Exercise aim - Write out the whole listing again, exactly.

Material -
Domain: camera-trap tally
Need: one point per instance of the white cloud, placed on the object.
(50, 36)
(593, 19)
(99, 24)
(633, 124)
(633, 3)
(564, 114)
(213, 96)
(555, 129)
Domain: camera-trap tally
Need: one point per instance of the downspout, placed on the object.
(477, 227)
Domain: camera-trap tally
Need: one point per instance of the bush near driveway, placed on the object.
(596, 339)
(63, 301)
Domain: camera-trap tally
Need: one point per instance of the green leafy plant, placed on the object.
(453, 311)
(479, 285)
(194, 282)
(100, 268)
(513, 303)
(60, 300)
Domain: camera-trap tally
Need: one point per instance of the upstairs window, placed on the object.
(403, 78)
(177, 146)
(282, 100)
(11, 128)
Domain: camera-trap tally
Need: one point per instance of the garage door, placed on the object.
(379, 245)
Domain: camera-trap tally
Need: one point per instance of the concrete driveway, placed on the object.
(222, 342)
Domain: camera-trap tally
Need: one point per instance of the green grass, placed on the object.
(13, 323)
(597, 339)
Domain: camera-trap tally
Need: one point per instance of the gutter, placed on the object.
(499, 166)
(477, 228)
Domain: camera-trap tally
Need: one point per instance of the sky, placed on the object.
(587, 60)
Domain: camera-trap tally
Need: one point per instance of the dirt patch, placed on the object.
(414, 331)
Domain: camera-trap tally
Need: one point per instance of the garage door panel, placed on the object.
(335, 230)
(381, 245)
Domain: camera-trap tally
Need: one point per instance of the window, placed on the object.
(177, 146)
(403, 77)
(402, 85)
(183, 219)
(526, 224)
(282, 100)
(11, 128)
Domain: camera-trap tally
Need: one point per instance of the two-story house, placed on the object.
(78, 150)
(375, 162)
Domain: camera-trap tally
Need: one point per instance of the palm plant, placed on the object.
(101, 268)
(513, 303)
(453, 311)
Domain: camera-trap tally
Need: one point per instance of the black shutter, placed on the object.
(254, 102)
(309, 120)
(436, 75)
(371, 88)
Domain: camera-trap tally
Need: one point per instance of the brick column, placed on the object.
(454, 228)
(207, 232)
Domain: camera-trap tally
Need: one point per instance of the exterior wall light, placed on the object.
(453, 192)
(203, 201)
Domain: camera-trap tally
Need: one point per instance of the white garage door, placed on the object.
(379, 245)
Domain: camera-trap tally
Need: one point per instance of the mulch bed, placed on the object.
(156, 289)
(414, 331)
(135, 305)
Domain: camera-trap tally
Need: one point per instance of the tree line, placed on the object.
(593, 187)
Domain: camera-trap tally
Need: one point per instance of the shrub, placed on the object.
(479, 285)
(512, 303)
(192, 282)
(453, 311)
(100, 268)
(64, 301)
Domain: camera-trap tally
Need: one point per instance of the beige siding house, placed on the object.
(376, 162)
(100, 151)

Response -
Domain: camera-trap tally
Need: one point per instance of the white cloud, placed on the object.
(50, 36)
(593, 19)
(99, 24)
(633, 124)
(633, 3)
(564, 114)
(213, 96)
(555, 129)
Domain: camera-trap tally
Need: one point per instance of the downspout, placed on the object.
(477, 227)
Domain: camera-trap tally
Need: one point per instance of the bush near driveway, placed on the object.
(596, 339)
(63, 301)
Domain: camera-trap tally
Need: one point per instance of the green leafy plant, placed on the object.
(453, 311)
(479, 285)
(194, 282)
(100, 268)
(513, 303)
(60, 300)
Domain: camera-trap tally
Need: one point per instance of the upstairs window, placed on the object.
(403, 78)
(177, 146)
(282, 100)
(11, 128)
Domain: camera-trap tally
Need: one point per instance of the garage door, placed on the object.
(379, 245)
Domain: camera-trap tally
Need: one point per instance of the concrete driveway, placed on the object.
(222, 342)
Domain: camera-trap tally
Need: one point per instance of the green grass, placed on the object.
(13, 323)
(597, 339)
Domain: camera-trap tally
Need: one point per instance of the gutter, placed on the object.
(499, 166)
(477, 228)
Domain: camera-trap tally
Need: one point per instance of the sky, placed on the object.
(587, 60)
Domain: camera-trap tally
Need: one point per instance of the dirt patch, placed on the object.
(414, 331)
Domain: camera-trap tally
Need: one point per instance of the garage door panel, placed on the object.
(335, 230)
(381, 245)
Domain: camera-trap tally
Need: one point per instance of the window, placed on the object.
(177, 146)
(403, 77)
(402, 85)
(183, 219)
(526, 224)
(282, 100)
(11, 128)
Domain: camera-trap tally
Need: one point per instance of the two-story house, placed on the object.
(78, 150)
(375, 162)
Domain: camera-trap tally
Need: one point per instance of the palm plant, placed on the object.
(101, 268)
(513, 303)
(453, 311)
Domain: camera-trap tally
Need: one point per instance of the black shutter, placed on the object.
(254, 102)
(309, 120)
(436, 75)
(371, 88)
Domain: camera-trap tally
Need: one point per instance of the brick column, placed on the object.
(454, 228)
(207, 232)
Domain: camera-trap tally
Need: one point per instance of the exterior wall light, placed on the object.
(453, 192)
(203, 201)
Domain: camera-trap tally
Need: one point per instance of the white garage door, placed on the object.
(379, 245)
Domain: camera-trap tally
Need: one point per instance of the mulch bed, placed on the object.
(156, 289)
(414, 331)
(135, 305)
Domain: camera-trap tally
Need: one point per instance of the tree line, placed on the object.
(593, 187)
Domain: camera-trap tally
Need: one point per instance of the shrub, placed on the object.
(479, 285)
(512, 303)
(192, 282)
(453, 311)
(100, 268)
(64, 301)
Domain: camera-trap tally
Need: one point per instance of the beige siding house, placed on the object.
(376, 162)
(100, 151)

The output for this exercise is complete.